**What you need to do:** A word-for-word copy of the entries, with images excluded, is the expected answer.
=== Section Start ===
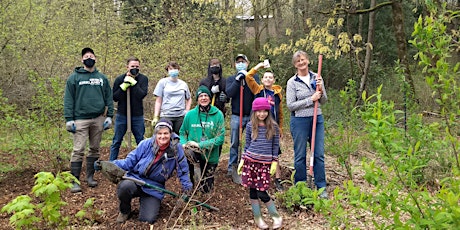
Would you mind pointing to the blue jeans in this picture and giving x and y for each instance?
(137, 127)
(234, 138)
(149, 207)
(301, 131)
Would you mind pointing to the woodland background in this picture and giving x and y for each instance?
(391, 68)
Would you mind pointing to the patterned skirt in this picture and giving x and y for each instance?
(256, 175)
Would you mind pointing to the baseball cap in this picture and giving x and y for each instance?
(86, 50)
(241, 56)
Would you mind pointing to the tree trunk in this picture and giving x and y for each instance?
(370, 41)
(398, 23)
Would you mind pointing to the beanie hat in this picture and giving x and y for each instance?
(162, 123)
(202, 89)
(86, 50)
(260, 103)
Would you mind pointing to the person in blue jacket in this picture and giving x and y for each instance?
(154, 162)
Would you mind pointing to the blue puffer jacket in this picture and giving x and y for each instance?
(138, 162)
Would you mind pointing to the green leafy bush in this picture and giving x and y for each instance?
(47, 212)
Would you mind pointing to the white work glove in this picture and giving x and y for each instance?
(130, 80)
(215, 89)
(70, 126)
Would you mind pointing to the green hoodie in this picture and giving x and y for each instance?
(213, 136)
(86, 95)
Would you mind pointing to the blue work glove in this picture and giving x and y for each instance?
(97, 165)
(241, 75)
(222, 97)
(107, 123)
(70, 126)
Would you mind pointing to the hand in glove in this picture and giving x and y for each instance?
(130, 80)
(240, 167)
(107, 123)
(215, 89)
(273, 168)
(70, 126)
(193, 144)
(222, 97)
(97, 165)
(241, 75)
(155, 121)
(316, 96)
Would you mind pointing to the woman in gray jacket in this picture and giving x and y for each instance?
(301, 95)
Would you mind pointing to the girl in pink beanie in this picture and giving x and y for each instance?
(260, 159)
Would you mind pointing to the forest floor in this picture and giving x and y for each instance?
(231, 199)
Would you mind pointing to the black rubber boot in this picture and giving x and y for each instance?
(75, 170)
(90, 171)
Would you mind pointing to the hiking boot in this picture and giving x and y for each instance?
(323, 195)
(75, 170)
(122, 217)
(75, 188)
(278, 185)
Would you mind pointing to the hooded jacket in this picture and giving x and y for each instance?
(207, 129)
(209, 82)
(140, 165)
(86, 95)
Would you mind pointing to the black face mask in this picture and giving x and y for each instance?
(134, 71)
(214, 69)
(89, 62)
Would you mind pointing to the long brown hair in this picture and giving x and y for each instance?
(270, 124)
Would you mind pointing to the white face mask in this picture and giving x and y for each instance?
(174, 73)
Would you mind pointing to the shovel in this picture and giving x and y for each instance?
(116, 174)
(313, 131)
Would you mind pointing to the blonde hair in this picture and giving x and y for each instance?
(269, 122)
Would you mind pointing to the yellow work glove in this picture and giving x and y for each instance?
(273, 168)
(155, 121)
(130, 80)
(240, 167)
(124, 86)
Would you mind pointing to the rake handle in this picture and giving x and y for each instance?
(315, 114)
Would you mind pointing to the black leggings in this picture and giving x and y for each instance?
(256, 194)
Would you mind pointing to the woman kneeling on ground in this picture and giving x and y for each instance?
(153, 162)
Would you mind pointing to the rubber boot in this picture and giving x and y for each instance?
(90, 171)
(277, 220)
(255, 205)
(75, 170)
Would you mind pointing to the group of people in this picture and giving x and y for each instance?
(186, 139)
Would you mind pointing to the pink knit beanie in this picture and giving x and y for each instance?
(260, 103)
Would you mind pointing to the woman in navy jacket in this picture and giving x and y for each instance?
(153, 161)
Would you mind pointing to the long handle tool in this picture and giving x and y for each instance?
(313, 131)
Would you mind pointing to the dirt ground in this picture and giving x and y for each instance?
(231, 199)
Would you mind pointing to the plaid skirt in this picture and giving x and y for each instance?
(256, 175)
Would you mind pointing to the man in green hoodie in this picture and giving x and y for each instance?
(88, 110)
(203, 128)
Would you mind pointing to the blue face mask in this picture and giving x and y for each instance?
(241, 66)
(173, 73)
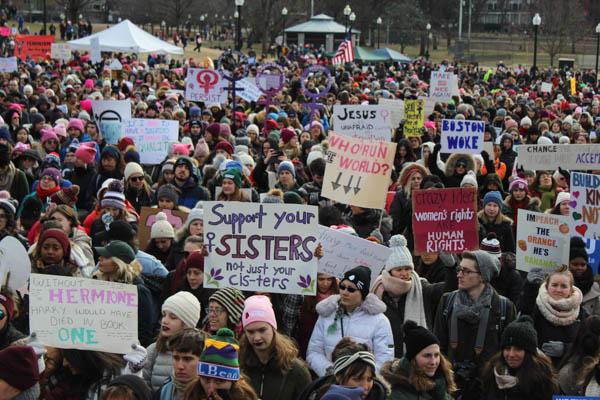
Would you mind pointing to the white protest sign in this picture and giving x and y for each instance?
(108, 115)
(152, 137)
(443, 86)
(8, 64)
(61, 51)
(542, 240)
(371, 122)
(205, 85)
(551, 156)
(358, 171)
(342, 252)
(83, 313)
(261, 247)
(462, 136)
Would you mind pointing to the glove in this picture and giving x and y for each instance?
(553, 348)
(536, 276)
(136, 358)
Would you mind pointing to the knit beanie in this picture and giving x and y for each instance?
(400, 256)
(162, 229)
(521, 333)
(416, 338)
(233, 301)
(493, 197)
(185, 306)
(220, 357)
(361, 277)
(132, 168)
(19, 367)
(258, 309)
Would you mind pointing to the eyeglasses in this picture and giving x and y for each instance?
=== Section End ===
**Solution to this problem:**
Would you mind pointing to the blue jeans in this picture and giving x and y for each instance?
(137, 127)
(234, 138)
(149, 207)
(301, 131)
Would you mind pointing to the woodland background in this picture and giving x and y for each instance?
(391, 68)
Would you mind pointing to the patterned skirt in this picture and giving x and y for each instance?
(256, 175)
Would you mind pointing to the baseball cap in this picture and giving x and y for each instance?
(86, 50)
(241, 56)
Would you mind pointing to the tree trunk in this picture and giving x and y for each instance?
(370, 41)
(398, 23)
Would you mind pointing to the beanie hat in this picture and giving x and y for each instance?
(162, 123)
(202, 89)
(86, 50)
(260, 103)
Would you mind pointing to the person in blue jacket in this picture and giving x and y for each instance?
(154, 162)
Would you mind pointing to the blue puffer jacket in this picture and giving x and y for each instance?
(138, 162)
Would you mind pointing to the green leafy bush in this picture and giving x and y for each instance?
(47, 212)
Would you mind pointing to the white work glove in this picture and giving x and y for each instance?
(130, 80)
(215, 89)
(70, 126)
Would you mind pointing to the green hoodie in this picture and giving x and y for each instance?
(213, 136)
(86, 95)
Would you mind pointing to the blue work glove in this picture and giving x and y for each instance?
(97, 165)
(241, 75)
(222, 97)
(107, 123)
(70, 126)
Would you mind pointing to the hand in glove in this picture and giving x and y for each instance?
(130, 80)
(240, 167)
(107, 123)
(215, 89)
(273, 168)
(70, 126)
(193, 144)
(222, 97)
(97, 165)
(241, 75)
(155, 121)
(316, 96)
Would you mind pointing to the woman in gray jacket in this picture and giving x and y for each instance?
(301, 95)
Would you mind pointing to the girl in pink beanie in this picture and giving x and y for each instance?
(260, 159)
Would you mind pointing to the forest floor in this picture and giving x and y for each instance?
(231, 199)
Would you mind pointing to the black rubber boot in this picture and giving x and y for each instance?
(75, 170)
(90, 171)
Would you mind pointing to the hiking boot in this picture and giving x and y for each instance?
(323, 195)
(75, 170)
(122, 217)
(75, 188)
(278, 185)
Would you mind pointing to the hooded jacket in this picture and giving x and y for each instance?
(207, 129)
(209, 82)
(140, 165)
(86, 95)
Would you mind pointing to the black face mask in this picture and giving x and y for each instance?
(134, 71)
(214, 69)
(89, 62)
Would you mind pointing to the long brown hair in this picture and giving x and y for each instance?
(270, 124)
Would you mind pointing to the white face mask in this picture and giving x and y for each instance?
(174, 73)
Would you mind pointing to the shovel in this picture and giving x and y for each instance?
(116, 174)
(313, 131)
Would you mind pointing to the blonde hair in this picture and giving x and y for each instance?
(269, 122)
Would you mind pointing to the yellow work glove in this picture and giving x and y for each instance?
(273, 168)
(155, 121)
(130, 80)
(240, 167)
(124, 86)
Would you mind pointing to the rake handle in this picture and giving x and y for each instance?
(315, 114)
Would you mind pointing to the black leggings in this picture and giving x and y for each instance?
(256, 194)
Would you mind pointing to the woman kneeling on ground in this picture and giving x and y for each instance?
(153, 162)
Would you mind pointing to the rubber boot in this picture and giving x and y for each instance?
(90, 171)
(277, 220)
(255, 205)
(75, 170)
Would you mind pointing to the group of people in this picture and giving x and y for each instance?
(186, 139)
Would you mind pointing to the pink knit beanie in this picture and giving x and y for each instance?
(260, 103)
Would you mind pointing to the woman in navy jacket in this picture and giving x and y for each instance?
(153, 161)
Would you mind pointing to the long handle tool in this picture and giving x and y for each instance?
(313, 131)
Would you mind pointing to the dirt ground in this picture and giving x and y for each instance?
(231, 199)
Would you mind pointing to the plaid skirt in this picture and giving x and y for each instance?
(256, 175)
Would you mind pointing to the man in green hoodie in this picture and giving x and y for each instance?
(88, 110)
(203, 128)
Would you mind pointing to the blue face mask in this picture and giving x and y for each instance?
(241, 66)
(173, 73)
Would you mind pointing to the white protest sign in this picture and giving x and y for each instance?
(108, 115)
(152, 137)
(443, 86)
(8, 64)
(61, 51)
(542, 240)
(371, 122)
(205, 85)
(551, 156)
(358, 171)
(342, 252)
(83, 313)
(261, 247)
(462, 136)
Would you mind pointing to the glove in this picture and giving x and y for each instance?
(553, 348)
(536, 276)
(136, 358)
Would you mind pointing to the knit beanie in this picture and giving x and y for each instance?
(400, 256)
(162, 229)
(521, 333)
(416, 338)
(233, 301)
(493, 197)
(185, 306)
(220, 357)
(361, 277)
(132, 168)
(19, 367)
(258, 309)
Would you mind pointing to the eyeglasses in this picture and giving x and y for each instance?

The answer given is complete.